Directed by Martin Scorsese
At the beginning, Shutter Island oozes with creepiness. Unfortunately, even the esteemed Martin Scorsese can't quite keep the mojo going from first frame to last, but the end result is still worth a look.
Those opening scenes are great. Fog horns blare. Cigarettes smolder. Psychotic inmates smile sweetly while tending the grounds of Ashecliffe Hospital, an insane asylum on stormy, isolated Shutter Island, located off the Massachusetts coast. Leonardo DiCaprio sports a fedora. It's 1954. Nazis are in the rearview mirror and communists have taken the spotlight. It all smacks of classic Scorsese and hopes rise for a fantastic finale.
DiCaprio, in his fourth outing with Scorsese, nails his role as U.S. Marshal Teddy Daniels. He's requested to be assigned to this nuthouse case and he has his own motivations to dig into the real goings-on at the hospital. A veteran of World War II, he helped liberate the Dachau concentration camp. Incensed by the Nazi's science experiments on human beings, Teddy's got his reasons to believe similar evil is taking place right off the East Coast. Besides that, the arsonist who killed his wife at one point was sent to Shutter Island and he wants to track him down.
For a chat.
But the case at hand involves an inmate who disappeared from her locked cell without a trace. She's a dangerous one all right; she drowned her three children then set them up like dolls at the dinner table while she dined.
So, for Teddy, the overt mission is to find Rachel, the missing woman. The covert mission is to blow the lid off the experimental madness being conducted in the island's lighthouse. And also have that chat.

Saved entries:
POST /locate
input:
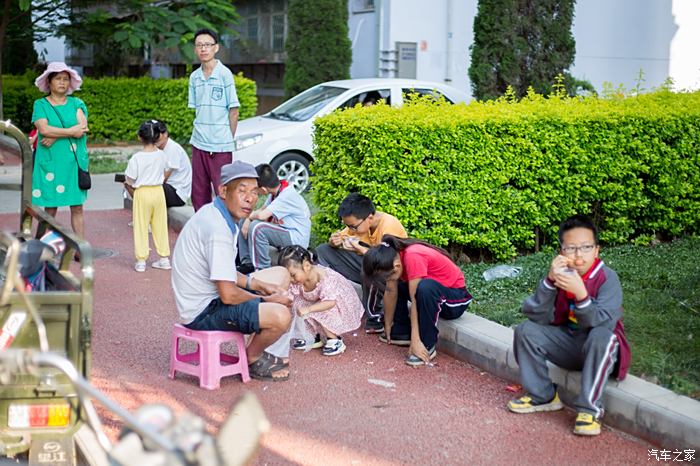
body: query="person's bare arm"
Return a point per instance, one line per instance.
(48, 131)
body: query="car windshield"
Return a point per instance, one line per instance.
(307, 104)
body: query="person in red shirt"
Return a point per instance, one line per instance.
(413, 270)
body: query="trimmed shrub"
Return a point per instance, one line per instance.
(117, 106)
(501, 175)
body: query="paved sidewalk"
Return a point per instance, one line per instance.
(635, 406)
(364, 407)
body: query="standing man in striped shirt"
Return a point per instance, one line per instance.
(212, 93)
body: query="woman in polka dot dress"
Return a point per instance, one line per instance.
(61, 121)
(324, 298)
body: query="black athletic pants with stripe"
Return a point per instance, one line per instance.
(434, 300)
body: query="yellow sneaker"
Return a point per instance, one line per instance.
(586, 424)
(524, 404)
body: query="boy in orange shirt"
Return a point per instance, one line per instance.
(364, 228)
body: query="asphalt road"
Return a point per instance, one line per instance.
(328, 412)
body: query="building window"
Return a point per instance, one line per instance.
(252, 29)
(278, 33)
(362, 6)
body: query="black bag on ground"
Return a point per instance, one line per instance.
(84, 181)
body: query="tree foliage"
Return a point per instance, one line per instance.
(145, 28)
(23, 22)
(521, 43)
(318, 46)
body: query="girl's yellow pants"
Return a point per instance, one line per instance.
(149, 209)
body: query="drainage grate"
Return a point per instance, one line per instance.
(103, 253)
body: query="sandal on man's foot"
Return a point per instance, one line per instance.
(266, 366)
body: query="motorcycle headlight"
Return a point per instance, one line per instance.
(247, 141)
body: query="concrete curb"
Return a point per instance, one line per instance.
(635, 406)
(178, 216)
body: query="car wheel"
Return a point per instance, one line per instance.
(295, 169)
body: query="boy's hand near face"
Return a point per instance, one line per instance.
(566, 278)
(336, 240)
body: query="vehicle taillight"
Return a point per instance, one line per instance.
(52, 415)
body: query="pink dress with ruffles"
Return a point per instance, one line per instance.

### Exercise requirements
Summarize the Shutter Island review in two sentences. The entries play no role here.

### Task result
The review finds that Martin Scorsese's Shutter Island opens with great, creepy scenes at a 1954 insane asylum on an isolated island off the Massachusetts coast, but Scorsese cannot sustain that mood from first frame to last, though the result is still worth a look. Leonardo DiCaprio nails the role of U.S. Marshal Teddy Daniels, whose mission is to find a dangerous inmate missing from her locked cell while also exposing experiments in the island's lighthouse and tracking down the arsonist who killed his wife.